**AIM:**
Please format the entries as a numbered list, beginning at the first line and stopping after the line that contains "37L230 56L232 47L268". Leave out any blank lines.

**SUPPLIED INFORMATION:**
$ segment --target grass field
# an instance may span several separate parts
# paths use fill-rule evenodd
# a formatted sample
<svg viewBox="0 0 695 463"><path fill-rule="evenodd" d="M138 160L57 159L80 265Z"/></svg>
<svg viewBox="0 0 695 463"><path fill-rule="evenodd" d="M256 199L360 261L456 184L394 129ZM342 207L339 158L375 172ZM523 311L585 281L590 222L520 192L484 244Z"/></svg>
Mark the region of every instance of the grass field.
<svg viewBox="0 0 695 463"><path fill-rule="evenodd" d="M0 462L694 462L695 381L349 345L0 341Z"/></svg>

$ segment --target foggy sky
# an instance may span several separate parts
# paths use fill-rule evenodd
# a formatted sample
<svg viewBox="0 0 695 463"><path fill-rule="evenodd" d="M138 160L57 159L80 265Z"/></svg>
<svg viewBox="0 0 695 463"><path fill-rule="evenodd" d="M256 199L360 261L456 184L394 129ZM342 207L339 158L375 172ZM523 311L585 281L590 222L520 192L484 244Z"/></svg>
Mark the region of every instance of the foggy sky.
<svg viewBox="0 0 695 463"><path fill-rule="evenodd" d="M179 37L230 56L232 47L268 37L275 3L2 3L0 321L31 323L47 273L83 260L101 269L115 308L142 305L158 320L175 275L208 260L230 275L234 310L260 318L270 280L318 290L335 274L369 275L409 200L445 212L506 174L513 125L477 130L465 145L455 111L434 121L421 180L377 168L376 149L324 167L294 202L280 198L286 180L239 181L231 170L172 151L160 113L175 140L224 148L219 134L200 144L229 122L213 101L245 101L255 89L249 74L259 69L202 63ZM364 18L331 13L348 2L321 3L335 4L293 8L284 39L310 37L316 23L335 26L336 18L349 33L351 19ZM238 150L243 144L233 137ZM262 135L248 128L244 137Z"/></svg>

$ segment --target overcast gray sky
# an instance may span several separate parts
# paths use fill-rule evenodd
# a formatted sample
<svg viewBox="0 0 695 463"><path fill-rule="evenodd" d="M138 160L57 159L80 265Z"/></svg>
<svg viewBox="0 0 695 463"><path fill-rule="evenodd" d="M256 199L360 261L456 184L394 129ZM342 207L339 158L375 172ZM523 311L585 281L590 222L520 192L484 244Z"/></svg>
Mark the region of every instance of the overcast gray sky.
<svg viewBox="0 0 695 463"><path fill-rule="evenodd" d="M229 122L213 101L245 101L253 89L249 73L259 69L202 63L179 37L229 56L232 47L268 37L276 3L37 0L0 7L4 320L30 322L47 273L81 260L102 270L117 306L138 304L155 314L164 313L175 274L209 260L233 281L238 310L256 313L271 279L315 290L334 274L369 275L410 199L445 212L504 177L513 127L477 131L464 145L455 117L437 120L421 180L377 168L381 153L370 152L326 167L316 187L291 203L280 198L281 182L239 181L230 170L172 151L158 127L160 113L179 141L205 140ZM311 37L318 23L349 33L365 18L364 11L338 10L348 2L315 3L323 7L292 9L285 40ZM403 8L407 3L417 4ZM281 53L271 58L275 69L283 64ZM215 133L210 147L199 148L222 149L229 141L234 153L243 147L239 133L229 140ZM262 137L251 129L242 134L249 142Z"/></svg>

**TASK RESPONSE:**
1. $ segment --target grass field
2. # an instance may span several separate parts
3. # paths use fill-rule evenodd
4. # a formatted sample
5. <svg viewBox="0 0 695 463"><path fill-rule="evenodd" d="M138 160L57 159L80 265Z"/></svg>
6. <svg viewBox="0 0 695 463"><path fill-rule="evenodd" d="M256 199L360 261L456 184L394 129ZM342 207L339 158L375 172ZM523 311L585 281L590 222L520 192L484 244Z"/></svg>
7. Mark the region of every instance of the grass field.
8. <svg viewBox="0 0 695 463"><path fill-rule="evenodd" d="M0 462L694 462L695 381L349 345L0 341Z"/></svg>
9. $ segment --target foggy sky
10. # an instance may span several separate parts
11. # paths use fill-rule evenodd
12. # a formatted sample
13. <svg viewBox="0 0 695 463"><path fill-rule="evenodd" d="M138 160L57 159L80 265Z"/></svg>
14. <svg viewBox="0 0 695 463"><path fill-rule="evenodd" d="M256 199L360 261L456 184L394 129ZM342 207L339 158L375 172ZM523 311L585 281L590 222L520 192L484 244Z"/></svg>
15. Mark the region of every instance of the foggy sky.
16. <svg viewBox="0 0 695 463"><path fill-rule="evenodd" d="M179 37L230 56L232 47L268 37L275 3L2 3L0 321L31 323L47 273L83 260L101 269L115 308L142 305L158 320L175 275L208 260L230 275L234 310L260 318L270 280L318 290L335 274L369 275L409 200L445 212L506 174L513 125L477 130L465 145L455 111L434 121L421 180L377 168L376 149L324 167L294 202L280 198L286 180L239 181L231 170L172 151L160 113L175 140L224 148L219 134L200 144L229 122L213 101L245 101L255 89L249 74L259 69L202 63ZM364 18L331 13L348 2L321 3L335 4L293 8L284 39L310 37L316 23L335 26L336 18L349 33L351 19ZM238 150L243 144L233 137ZM262 135L248 128L244 137Z"/></svg>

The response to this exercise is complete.